## 演習課題:
A - 原子力事業の資金調達と人材維持を論じた文章を、二文で要約してください。
B - 原子力事業の資金調達と人材維持を論じた文章について、最後の文の後に来る続きを書いてください。

## 文書抜粋:
"""
次いで、原子力事業に対するファイナンスを可能にする制度設計が必要とされる。ファイナンスに影響を与えるものとしては、事故時の損害賠償制度の改定と自由化の見直しが挙げられる。わが国の原子力事業者は無過失かつ無限の賠償責任を負う。規制料金制度が残置されていればまだしも、無限の賠償責任を負う可能性のある民間事業を市場原理に移行すれば、資金調達コストの上昇は避けられない。電力自由化による投資回収の予見性低下も同様の効果をもたらす。大きな固定費投資を伴う原子力事業において資金調達コストが上昇すれば、プロジェクトが不成立となる。原子力発電を国民経済に貢献する安価な電源として期待するのであれば、原子力損害賠償制度や電力自由化を見直さねばならない。原子力事業の資金調達に対して公的な支援をするのであれば、公的電源としての役割を果たすことが期待されるだろう。事業体制の見直しに波及する可能性もあり、議論を急ぐ必要がある。
最後に、技術・人材の維持に向けて政府が今すべきことを考えたい。原子力という言葉を含む学科を有する大学は現在2校、そのうち国立大学はゼロだ。教育現場の立て直しは政府の重要な役割だが、それ以前に、どれくらいの原子力発電所をわが国は必要とするのかの定量的見通しを示す必要がある。例えば、英国は2022年に「30年までに8基建設」との意向を表明し、フランスも同年、最大で14基を建設すると表明した。なぜ具体的な建設基数を明らかにするかといえば、そうしなければ原子力事業に必要なサプライチェーンが立ち上がらないからだろう。「市場に委ねた結果、1、2基の建設に至るかもしれない」ということでは、原子力発電所に必要な設備製造に関わるラインを立ち上げる判断はできかねる。
"""
## 記録データ:
"""
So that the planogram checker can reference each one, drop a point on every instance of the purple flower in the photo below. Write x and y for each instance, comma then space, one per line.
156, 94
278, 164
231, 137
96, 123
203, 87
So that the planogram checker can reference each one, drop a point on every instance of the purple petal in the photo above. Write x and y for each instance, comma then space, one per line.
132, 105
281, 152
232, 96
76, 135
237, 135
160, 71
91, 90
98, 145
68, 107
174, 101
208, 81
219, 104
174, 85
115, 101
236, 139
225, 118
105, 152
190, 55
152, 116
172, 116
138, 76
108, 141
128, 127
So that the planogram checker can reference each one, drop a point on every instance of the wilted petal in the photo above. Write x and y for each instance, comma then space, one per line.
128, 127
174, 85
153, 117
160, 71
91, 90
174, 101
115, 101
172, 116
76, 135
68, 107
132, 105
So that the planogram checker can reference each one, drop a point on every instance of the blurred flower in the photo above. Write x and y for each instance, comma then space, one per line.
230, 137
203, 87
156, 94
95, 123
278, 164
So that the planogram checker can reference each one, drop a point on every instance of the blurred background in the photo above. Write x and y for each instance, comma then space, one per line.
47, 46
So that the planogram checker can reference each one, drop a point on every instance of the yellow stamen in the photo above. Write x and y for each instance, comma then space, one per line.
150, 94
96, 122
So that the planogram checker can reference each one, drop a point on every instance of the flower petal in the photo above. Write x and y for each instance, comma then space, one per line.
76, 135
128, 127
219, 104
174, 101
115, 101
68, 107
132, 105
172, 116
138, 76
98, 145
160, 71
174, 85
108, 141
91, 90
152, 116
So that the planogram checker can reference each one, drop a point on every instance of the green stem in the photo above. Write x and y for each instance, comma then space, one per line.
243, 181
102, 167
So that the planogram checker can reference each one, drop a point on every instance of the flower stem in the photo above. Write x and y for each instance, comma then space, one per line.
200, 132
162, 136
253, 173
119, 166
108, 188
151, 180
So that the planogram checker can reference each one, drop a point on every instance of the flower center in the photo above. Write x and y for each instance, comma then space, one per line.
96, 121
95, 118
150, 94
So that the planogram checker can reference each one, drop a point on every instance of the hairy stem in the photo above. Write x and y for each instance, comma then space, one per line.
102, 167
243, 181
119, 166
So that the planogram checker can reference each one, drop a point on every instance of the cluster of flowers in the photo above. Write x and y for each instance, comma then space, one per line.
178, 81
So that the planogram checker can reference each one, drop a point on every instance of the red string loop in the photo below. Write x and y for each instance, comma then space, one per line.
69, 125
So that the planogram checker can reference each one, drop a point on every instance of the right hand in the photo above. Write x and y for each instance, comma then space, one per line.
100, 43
"""
## 記述解答:
A - 無過失かつ無限の賠償責任や電力自由化による投資回収の予見性低下は資金調達コストを押し上げ、原子力のプロジェクトを不成立にしかねないため、原子力損害賠償制度や電力自由化の見直しが必要だとされる。また技術・人材の維持に向けて、政府は教育現場の立て直しに加え、わが国がどれくらいの原子力発電所を必要とするのかの定量的見通しを示すべきだと述べている。

B -
ボリュームの見通しを示すのは、まさにエネルギー基本計画と同時に提示される長期エネルギー需給見通しの役割であるが、今次の改訂に間に合うものではないだろう。しかし福島原子力事故以降のエネ基に書かれていた「原子力依存度の低減」という方針を削除し、加えて本稿で述べた論点をどのようなプロセス、スケジュールで議論するのかを示すべきだ。もちろん、論点は今回指摘したものにとどまらない。時間的な切迫度は本稿で整理したものほど高くないとしても、バックエンド問題の解決や福島の復興や廃炉、東京電力の事業体制など、さまざまな課題があるが、それらに取り組む政府の覚悟を具体的に示し、潤沢な脱炭素電源をわが国でも確保しうると伝えることが、わが国への投資を確保するうえで重要なポイントになるだろう。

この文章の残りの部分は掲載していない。